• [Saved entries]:
◆ ◆ ◆
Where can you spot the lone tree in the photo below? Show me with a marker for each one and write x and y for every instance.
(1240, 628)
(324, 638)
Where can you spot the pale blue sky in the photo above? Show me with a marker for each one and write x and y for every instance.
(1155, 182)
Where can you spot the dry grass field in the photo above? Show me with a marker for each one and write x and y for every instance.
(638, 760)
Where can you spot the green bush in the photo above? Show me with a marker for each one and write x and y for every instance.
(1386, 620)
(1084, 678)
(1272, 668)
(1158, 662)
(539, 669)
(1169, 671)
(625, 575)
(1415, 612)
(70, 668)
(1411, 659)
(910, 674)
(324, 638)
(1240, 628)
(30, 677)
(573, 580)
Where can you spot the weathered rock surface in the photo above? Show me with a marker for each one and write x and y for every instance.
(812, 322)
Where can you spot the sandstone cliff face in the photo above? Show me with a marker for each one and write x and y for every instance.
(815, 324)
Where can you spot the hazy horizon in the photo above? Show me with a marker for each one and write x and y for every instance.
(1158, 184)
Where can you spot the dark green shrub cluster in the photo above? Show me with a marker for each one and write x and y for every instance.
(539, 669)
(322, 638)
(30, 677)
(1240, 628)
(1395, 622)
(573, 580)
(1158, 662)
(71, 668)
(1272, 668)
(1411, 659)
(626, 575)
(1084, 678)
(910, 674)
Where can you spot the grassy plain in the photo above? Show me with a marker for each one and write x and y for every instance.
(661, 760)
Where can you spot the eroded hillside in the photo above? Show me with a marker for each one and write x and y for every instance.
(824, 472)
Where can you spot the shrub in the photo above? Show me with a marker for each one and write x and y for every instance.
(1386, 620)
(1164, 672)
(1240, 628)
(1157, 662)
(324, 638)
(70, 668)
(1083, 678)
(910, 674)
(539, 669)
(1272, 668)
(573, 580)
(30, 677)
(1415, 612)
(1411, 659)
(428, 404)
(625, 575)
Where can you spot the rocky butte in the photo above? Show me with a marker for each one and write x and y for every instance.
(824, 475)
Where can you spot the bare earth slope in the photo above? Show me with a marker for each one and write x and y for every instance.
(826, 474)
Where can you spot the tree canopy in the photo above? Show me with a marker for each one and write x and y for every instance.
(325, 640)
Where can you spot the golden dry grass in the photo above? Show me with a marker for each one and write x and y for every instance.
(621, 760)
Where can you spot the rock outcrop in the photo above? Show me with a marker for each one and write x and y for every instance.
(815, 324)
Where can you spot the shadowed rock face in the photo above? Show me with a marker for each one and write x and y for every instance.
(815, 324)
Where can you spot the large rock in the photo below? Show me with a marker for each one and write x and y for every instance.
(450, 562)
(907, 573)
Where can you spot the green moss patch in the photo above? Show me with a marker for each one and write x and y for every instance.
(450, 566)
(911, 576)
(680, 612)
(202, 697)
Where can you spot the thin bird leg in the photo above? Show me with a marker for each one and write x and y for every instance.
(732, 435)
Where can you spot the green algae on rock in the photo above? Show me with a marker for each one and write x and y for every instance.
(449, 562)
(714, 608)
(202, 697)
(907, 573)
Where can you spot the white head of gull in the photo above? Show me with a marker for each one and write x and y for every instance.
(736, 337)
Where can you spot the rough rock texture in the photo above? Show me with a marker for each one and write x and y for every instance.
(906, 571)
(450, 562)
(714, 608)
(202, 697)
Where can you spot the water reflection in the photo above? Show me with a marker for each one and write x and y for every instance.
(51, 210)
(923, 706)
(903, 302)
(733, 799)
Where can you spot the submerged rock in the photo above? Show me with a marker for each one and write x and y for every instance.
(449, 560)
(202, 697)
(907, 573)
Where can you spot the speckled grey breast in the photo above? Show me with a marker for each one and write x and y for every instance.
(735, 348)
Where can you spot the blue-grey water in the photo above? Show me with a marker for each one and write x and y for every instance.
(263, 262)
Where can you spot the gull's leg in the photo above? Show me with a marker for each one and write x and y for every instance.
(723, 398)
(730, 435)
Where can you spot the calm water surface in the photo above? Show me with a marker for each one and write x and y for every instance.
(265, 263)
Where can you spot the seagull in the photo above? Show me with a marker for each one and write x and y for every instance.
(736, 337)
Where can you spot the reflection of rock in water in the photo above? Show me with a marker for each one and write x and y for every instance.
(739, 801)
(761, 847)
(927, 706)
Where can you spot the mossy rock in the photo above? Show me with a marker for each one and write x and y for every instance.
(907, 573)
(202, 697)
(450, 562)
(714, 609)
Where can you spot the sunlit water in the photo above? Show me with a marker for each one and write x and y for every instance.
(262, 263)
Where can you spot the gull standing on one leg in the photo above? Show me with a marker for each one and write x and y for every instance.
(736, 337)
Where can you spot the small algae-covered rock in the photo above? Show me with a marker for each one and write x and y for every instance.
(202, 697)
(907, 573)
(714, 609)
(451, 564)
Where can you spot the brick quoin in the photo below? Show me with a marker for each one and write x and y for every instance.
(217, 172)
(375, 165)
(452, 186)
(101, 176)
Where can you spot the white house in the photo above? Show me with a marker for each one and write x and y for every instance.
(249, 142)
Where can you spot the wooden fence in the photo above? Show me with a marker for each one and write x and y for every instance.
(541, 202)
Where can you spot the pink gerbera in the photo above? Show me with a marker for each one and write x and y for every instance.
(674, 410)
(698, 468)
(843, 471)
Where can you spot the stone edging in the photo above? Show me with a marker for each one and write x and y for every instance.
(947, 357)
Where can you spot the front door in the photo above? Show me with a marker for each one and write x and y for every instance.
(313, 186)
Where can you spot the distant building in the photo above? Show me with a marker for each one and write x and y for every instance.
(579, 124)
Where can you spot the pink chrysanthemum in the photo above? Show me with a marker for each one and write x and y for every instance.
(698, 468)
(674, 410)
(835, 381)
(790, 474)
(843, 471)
◆ ◆ ◆
• [Work request]:
Please repeat every entry, exactly as it was written.

• [Response]:
Where can you spot the lone tree in the photo below? Show me with a marker for each one and write x and y for every instance.
(1240, 628)
(324, 638)
Where can you spot the pale blue sky in the photo above? Show me with a marker for each one and write x and y for every instance.
(1155, 182)
Where can you spot the dry grass field in the photo above? Show me with a marker for each one and write x and y for every instance.
(638, 760)
Where can you spot the green bush in the photo above? Show me with a marker for each one and write x and y for every instance.
(1386, 620)
(1084, 678)
(1272, 668)
(1158, 662)
(539, 669)
(1169, 671)
(625, 575)
(1415, 612)
(70, 668)
(1411, 659)
(910, 674)
(324, 638)
(1240, 628)
(30, 677)
(573, 580)
Where can you spot the weathered rock surface in the photo above? Show me with a marker for each one and write x and y for every instance.
(812, 322)
Where can you spot the sandstone cliff face in the photo above? Show me with a marker for each one and write x and y for every instance.
(815, 324)
Where can you spot the hazy horizon in the photo above? Show me with a marker for each one and write x and y for every instance.
(1158, 184)
Where can you spot the dark green shrub cluster in the photo above? Show me with a marker for each one and write x and y for every instance.
(539, 669)
(322, 638)
(30, 677)
(1240, 628)
(1395, 622)
(573, 580)
(1158, 662)
(71, 668)
(1272, 668)
(1411, 659)
(626, 575)
(1084, 678)
(910, 674)
Where can you spot the grassy plain in the photo above? Show me with a marker for each one and write x and y for every instance.
(661, 760)
Where can you spot the eroded hillside in the photo above? Show me with a marker for each one and write x and y for every instance.
(824, 472)
Where can you spot the shrub in the photo above? Show me with a marker for each one and write x and y for every instance.
(1386, 620)
(1164, 672)
(1240, 628)
(1157, 662)
(324, 638)
(70, 668)
(1083, 678)
(910, 674)
(539, 669)
(1272, 668)
(573, 580)
(30, 677)
(1415, 612)
(1411, 659)
(428, 404)
(625, 575)
Where can you spot the rocky butte in the photo above? Show me with a marker for each one and write x and y for every instance.
(824, 475)
Where can you spot the bare earth slope in the photo above? Show me with a marker for each one and write x and y for every instance.
(826, 474)
Where can you spot the tree canopy in the photo above? Show me with a marker for each one and write x and y for every instance.
(325, 640)
Where can you spot the golden dry grass in the photo above? Show me with a marker for each one and write x and y for every instance.
(621, 760)
Where can you spot the rock outcrop in the photo above? Show me with a marker for each one and write x and y for every instance.
(815, 324)
Where can you spot the shadowed rock face in the photo above? Show me with a marker for each one and write x and y for every instance.
(815, 324)
Where can you spot the large rock in the photo below? Show me with a marker for each one and write x and y for every instance.
(450, 562)
(907, 573)
Where can you spot the green moss patch in the photo above? Show me with a marker for each one and write x and y for every instance.
(450, 566)
(911, 576)
(680, 612)
(202, 697)
Where can you spot the thin bird leg in the photo above? Show me with a marker for each one and write x and y for every instance.
(732, 435)
Where can you spot the green algae on rock in the photo above? Show me with a marker for each one and write x and y for every instance.
(449, 562)
(714, 608)
(202, 697)
(907, 573)
Where can you spot the white head of gull in the photo above? Show me with a marker for each one and write x and y for every instance.
(736, 337)
Where can you spot the rough rock texture in the photo above? Show me with a marker for each one and write x and y for every instance.
(906, 571)
(450, 562)
(714, 608)
(202, 697)
Where can you spot the water reflection in the photo above? Show me with a marker for each one and write x and y for every instance.
(51, 210)
(923, 706)
(903, 302)
(733, 799)
Where can you spot the submerged rock in the photo above? Show me with a marker for each one and write x and y for every instance.
(449, 560)
(202, 697)
(907, 573)
Where can you spot the speckled grey breast in the photo above? Show me with a marker for each one and write x and y for every instance.
(735, 348)
Where can you spot the blue-grey water in the photo above? Show me with a marker for each one and write x and y for every instance.
(263, 262)
Where can you spot the gull's leg in the photo above? Show me with a marker for each one and write x and y for every instance.
(723, 398)
(730, 435)
Where can you spot the calm water surface in the photo above? Show me with a marker for each one and write x and y for every instance.
(265, 263)
Where can you spot the seagull in the photo above? Show me with a marker for each one and write x and y for every instance.
(736, 337)
Where can you spot the reflection of rock in water in the photo above? Show me with a marker for each one and write x and y for every instance.
(739, 801)
(761, 847)
(927, 706)
Where can you spot the mossy rock in the photo above? Show me with a marker for each one and write x and y for every instance.
(907, 573)
(202, 697)
(450, 562)
(714, 609)
Where can you spot the sunlit water in the photo above? Show me with a marker for each one and write x and y for every instance.
(262, 263)
Where can you spot the gull standing on one leg in the photo above? Show me with a marker for each one and write x and y for every instance.
(736, 337)
Where can you spot the small algae-covered rock in the photo above? Show me with a marker for each one and write x and y for every instance.
(202, 697)
(907, 573)
(714, 609)
(451, 564)
Where can you spot the brick quoin in the photo below? Show me with a marker for each one and write x and y for every instance.
(217, 172)
(375, 165)
(452, 186)
(101, 176)
Where can you spot the white house in the photo above? Show me with a marker for each one and write x and y for every instance.
(249, 142)
Where can you spot the wooden fence in the photo above? Show me with a marker for each one and write x and y for every instance.
(541, 202)
Where can you spot the pink gerbera in the photo above? Show me with a marker for each one and write x and y for every instance.
(674, 410)
(698, 468)
(843, 471)
Where can you spot the stone edging in the photo above? Show me with a marker for each one and write x and y for every instance.
(947, 357)
Where can you spot the front door in the photo above? Show me with a marker for each one and write x and y for every instance.
(313, 186)
Where can you spot the distant building in the photo above? Show me with a marker for each one and write x and y for every instance.
(579, 124)
Where can you spot the pink chrysanthemum in the photo above? Show me with a marker for each one and write x and y for every instance.
(698, 468)
(674, 410)
(835, 381)
(790, 474)
(843, 471)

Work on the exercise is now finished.